(Stored entries)
━━━━━━━━━━━━━━━━━━━━━━━━━━━━━━

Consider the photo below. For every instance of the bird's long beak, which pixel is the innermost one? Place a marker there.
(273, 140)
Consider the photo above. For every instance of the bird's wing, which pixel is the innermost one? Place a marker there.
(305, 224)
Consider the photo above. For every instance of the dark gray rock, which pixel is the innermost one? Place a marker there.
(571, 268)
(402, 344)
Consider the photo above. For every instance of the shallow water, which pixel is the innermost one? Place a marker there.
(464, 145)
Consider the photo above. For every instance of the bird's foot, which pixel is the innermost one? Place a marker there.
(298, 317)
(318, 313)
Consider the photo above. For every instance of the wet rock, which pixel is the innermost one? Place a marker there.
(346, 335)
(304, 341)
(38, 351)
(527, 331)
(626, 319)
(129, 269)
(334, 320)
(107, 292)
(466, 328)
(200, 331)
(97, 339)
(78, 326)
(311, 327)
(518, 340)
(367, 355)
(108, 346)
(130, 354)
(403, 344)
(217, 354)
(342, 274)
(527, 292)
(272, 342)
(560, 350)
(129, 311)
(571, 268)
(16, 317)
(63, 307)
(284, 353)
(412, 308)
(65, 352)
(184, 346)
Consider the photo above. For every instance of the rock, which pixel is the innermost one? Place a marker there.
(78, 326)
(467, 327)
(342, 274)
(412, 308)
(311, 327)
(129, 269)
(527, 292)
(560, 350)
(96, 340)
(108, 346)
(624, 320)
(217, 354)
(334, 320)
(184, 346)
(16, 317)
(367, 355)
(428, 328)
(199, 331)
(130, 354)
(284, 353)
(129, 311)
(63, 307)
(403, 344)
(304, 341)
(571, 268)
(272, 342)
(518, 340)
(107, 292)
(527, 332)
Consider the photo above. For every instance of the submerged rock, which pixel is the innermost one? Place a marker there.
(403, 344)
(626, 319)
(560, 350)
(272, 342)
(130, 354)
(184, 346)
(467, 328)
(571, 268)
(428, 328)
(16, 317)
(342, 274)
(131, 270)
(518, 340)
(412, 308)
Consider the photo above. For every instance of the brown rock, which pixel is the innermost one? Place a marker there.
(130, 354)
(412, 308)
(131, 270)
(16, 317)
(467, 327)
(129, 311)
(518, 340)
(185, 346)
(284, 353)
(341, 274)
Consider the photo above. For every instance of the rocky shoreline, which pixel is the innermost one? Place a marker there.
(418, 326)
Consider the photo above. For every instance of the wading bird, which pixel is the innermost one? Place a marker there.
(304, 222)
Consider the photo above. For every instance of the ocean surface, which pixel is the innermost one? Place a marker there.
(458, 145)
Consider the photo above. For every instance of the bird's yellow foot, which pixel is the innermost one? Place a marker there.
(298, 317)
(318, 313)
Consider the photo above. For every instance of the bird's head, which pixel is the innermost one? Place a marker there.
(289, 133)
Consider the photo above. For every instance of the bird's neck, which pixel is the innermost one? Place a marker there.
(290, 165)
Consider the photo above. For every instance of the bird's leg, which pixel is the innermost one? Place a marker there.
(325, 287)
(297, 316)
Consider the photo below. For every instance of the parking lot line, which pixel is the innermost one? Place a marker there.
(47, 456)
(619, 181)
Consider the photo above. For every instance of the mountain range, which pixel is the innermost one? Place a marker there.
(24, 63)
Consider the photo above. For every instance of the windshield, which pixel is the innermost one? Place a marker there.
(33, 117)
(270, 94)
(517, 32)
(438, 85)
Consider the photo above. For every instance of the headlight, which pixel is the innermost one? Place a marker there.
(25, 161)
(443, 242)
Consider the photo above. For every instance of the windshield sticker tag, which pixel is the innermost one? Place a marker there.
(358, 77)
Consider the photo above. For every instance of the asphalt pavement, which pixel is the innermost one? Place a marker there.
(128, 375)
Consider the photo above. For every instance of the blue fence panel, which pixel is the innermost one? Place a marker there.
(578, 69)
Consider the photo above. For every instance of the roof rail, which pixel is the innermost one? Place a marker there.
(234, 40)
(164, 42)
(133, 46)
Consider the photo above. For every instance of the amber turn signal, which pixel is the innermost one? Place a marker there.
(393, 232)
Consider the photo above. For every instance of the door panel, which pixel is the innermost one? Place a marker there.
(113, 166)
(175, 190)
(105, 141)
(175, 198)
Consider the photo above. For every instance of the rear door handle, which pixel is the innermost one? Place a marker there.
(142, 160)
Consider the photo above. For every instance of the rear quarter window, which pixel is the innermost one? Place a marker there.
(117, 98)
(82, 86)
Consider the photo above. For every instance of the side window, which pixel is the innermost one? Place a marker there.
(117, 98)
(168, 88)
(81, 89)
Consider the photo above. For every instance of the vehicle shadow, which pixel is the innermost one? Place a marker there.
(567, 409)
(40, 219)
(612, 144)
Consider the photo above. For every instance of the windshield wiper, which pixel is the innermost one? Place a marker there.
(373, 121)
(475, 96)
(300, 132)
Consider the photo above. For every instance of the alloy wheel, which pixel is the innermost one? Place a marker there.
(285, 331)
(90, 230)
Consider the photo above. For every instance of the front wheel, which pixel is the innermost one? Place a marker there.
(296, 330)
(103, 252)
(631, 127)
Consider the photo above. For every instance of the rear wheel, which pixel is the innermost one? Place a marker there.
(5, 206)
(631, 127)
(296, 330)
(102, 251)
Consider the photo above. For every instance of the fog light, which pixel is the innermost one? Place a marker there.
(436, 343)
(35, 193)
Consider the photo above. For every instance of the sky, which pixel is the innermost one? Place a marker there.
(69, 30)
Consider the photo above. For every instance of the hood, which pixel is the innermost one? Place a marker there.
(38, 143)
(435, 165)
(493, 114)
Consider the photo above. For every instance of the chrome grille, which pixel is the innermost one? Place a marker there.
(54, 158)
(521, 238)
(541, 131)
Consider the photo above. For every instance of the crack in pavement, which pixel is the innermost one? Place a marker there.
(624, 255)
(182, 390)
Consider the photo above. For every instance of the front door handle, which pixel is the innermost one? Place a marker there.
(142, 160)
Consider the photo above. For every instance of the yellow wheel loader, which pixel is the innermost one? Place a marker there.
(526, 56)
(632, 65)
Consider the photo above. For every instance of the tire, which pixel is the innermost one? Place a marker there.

━━━━━━━━━━━━━━━━━━━━━━━━━━━━━━

▸ **To do**:
Each record above must be given again exactly.

▸ **Solution to the exercise**:
Consider the photo below. For every instance of the bird's long beak, which pixel is the innermost one? Place a marker there.
(273, 140)
Consider the photo above. For every instance of the bird's wing, which pixel is the innermost one? Place a marker there.
(305, 224)
Consider the photo above. For every instance of the dark gray rock, which pixel is the innermost one? Place a marker there.
(571, 268)
(402, 344)
Consider the photo above. For every instance of the shallow water, which pixel is the innermost one? Place a marker there.
(464, 145)
Consider the photo above. For every instance of the bird's foot, which pixel is the innermost one? Place a marker there.
(298, 317)
(318, 313)
Consider the photo above. For every instance of the wet rock, which pixel is the innermost one? Place a marker there.
(346, 335)
(304, 341)
(38, 351)
(527, 331)
(626, 319)
(129, 269)
(334, 320)
(107, 292)
(466, 328)
(200, 331)
(97, 339)
(78, 326)
(311, 327)
(518, 340)
(367, 355)
(108, 346)
(130, 354)
(403, 344)
(217, 354)
(342, 274)
(527, 292)
(272, 342)
(560, 350)
(129, 311)
(571, 268)
(16, 317)
(63, 307)
(284, 353)
(412, 308)
(65, 352)
(184, 346)
Consider the photo above. For every instance of the rock, which pixel is the innermost one? Place a marker there.
(78, 326)
(467, 327)
(342, 274)
(412, 308)
(311, 327)
(129, 269)
(527, 292)
(560, 350)
(96, 340)
(108, 346)
(624, 320)
(217, 354)
(334, 320)
(184, 346)
(16, 317)
(367, 355)
(428, 328)
(199, 331)
(130, 354)
(284, 353)
(129, 311)
(63, 307)
(403, 344)
(304, 341)
(571, 268)
(272, 342)
(518, 340)
(107, 292)
(527, 332)
Consider the photo above. For every instance of the submerged rock, which pixel is the innermost one? Place a marker there.
(403, 344)
(626, 319)
(560, 350)
(272, 342)
(130, 354)
(184, 346)
(467, 328)
(571, 268)
(428, 328)
(16, 317)
(342, 274)
(131, 270)
(518, 340)
(412, 308)
Consider the photo above. For every instance of the brown rock, which pixel is the innermost one? Place a marker there.
(130, 354)
(412, 308)
(131, 270)
(16, 317)
(467, 327)
(129, 311)
(518, 340)
(185, 346)
(284, 353)
(341, 274)
Consider the photo above. For every instance of the rocky shoreline, which pixel is the innermost one? Place a marker there.
(418, 326)
Consider the photo above. For every instance of the wading bird, which pixel is the innermost one? Place a marker there.
(304, 222)
Consider the photo above. For every instance of the ocean surface, which pixel is the innermost one? Place a marker there.
(458, 145)
Consider the photo above. For every instance of the bird's yellow foot, which pixel is the innermost one? Place a marker there.
(298, 317)
(318, 313)
Consider the photo above. For every instance of the bird's head, which pixel is the innermost one? Place a marker there.
(289, 133)
Consider the photo above. For every instance of the bird's neck, which pixel is the innermost one? Place a marker there.
(290, 165)
Consider the photo above. For every instance of the bird's leg, which pixel is the innermost one? Place a marker there.
(325, 287)
(297, 316)
Consider the photo below. For every instance of the parking lot line, which pixel is the innermost one? Place a marker there.
(47, 456)
(619, 181)
Consider the photo above. For every instance of the mountain range, which pixel is the innermost one? Place a marker there.
(24, 63)
Consider the photo above. For every instance of the windshield, which pixel is the innermost one? Place a marker there.
(33, 117)
(270, 94)
(517, 32)
(438, 85)
Consider the photo above. For every instance of the headlight, which pixel is the innermost one? Place a marker there.
(25, 161)
(443, 242)
Consider the photo above. For every instance of the windshield sticker tag, which pixel is the innermost one? Place a marker there.
(358, 77)
Consider the photo above. For every instance of the asphalt pavement, which pixel is the innermost one? Place a marker there.
(128, 375)
Consider the photo above. For every instance of the blue fence panel, which pixel is the innermost one? Place a marker there.
(578, 69)
Consider the photo above. For every instance of the roof rail, which pixel is the innermost one? Place a marker there.
(234, 40)
(164, 42)
(133, 46)
Consider the photo above. For every instance of the amber turn signal, which pixel is the innermost one? Place a marker there.
(393, 232)
Consider the photo above. For every instance of the door panel, which pixel is the innermost one? Place a marker there.
(113, 166)
(175, 190)
(105, 141)
(175, 198)
Consider the photo above. For every instance of the rear door handle, which pixel is the innermost one? Place a marker there.
(142, 160)
Consider the photo above. For every instance of the rear quarter window, which pixel is the innermost one? Place a marker there.
(117, 98)
(82, 86)
Consider the photo above. For every instance of the side window, which pixel is the innermost one? Place a marker there.
(117, 98)
(168, 88)
(81, 89)
Consider the photo above. For every instance of the vehicle shadow, which pixel is the innermost one? Place a marker there.
(567, 409)
(40, 219)
(612, 144)
Consider the photo above. For every instance of the windshield wiper, which pixel is the innermost one? Place a marker there.
(373, 121)
(475, 96)
(300, 132)
Consider the photo above. For every instance of the alloy wheel, which pixel is the innermost one? Place a marker there.
(285, 331)
(90, 230)
Consider the photo above. For every instance of the front wheel, which pixel is the innermost one? Place a marker there.
(296, 330)
(103, 252)
(631, 127)
Consider the photo above. For every instance of the rear wheel, which pixel is the innermost one? Place a marker there.
(5, 206)
(631, 127)
(296, 330)
(102, 251)
Consider the photo above. For every instance of the fog light, which pixel is the innermost one? Place a marker there.
(436, 343)
(35, 193)
Consider the photo above. For every instance of the sky, which pixel is the innermost one? Place a marker there.
(69, 30)
Consider the photo above. For every instance of the hood, which pixel is the innermost one? Place a marker there.
(38, 143)
(435, 165)
(493, 114)
Consider the photo above. For every instance of the chrome grille, which pixel is the innermost one? Place a marker there.
(54, 158)
(521, 238)
(541, 131)
Consider the photo above. For every instance of the crack in pavement, which pixel is the innermost one? Place a marker there.
(624, 255)
(182, 390)
Consider the photo above. For every instance of the front door handle, which pixel is the innermost one? Place a marker there.
(142, 160)
Consider the photo above. For every instance of the yellow wheel loader, which pixel is the innermost one? Place a marker there.
(526, 56)
(632, 65)
Consider the photo above. For every instance of the tire, which pixel is the innermost one? Place a marker there.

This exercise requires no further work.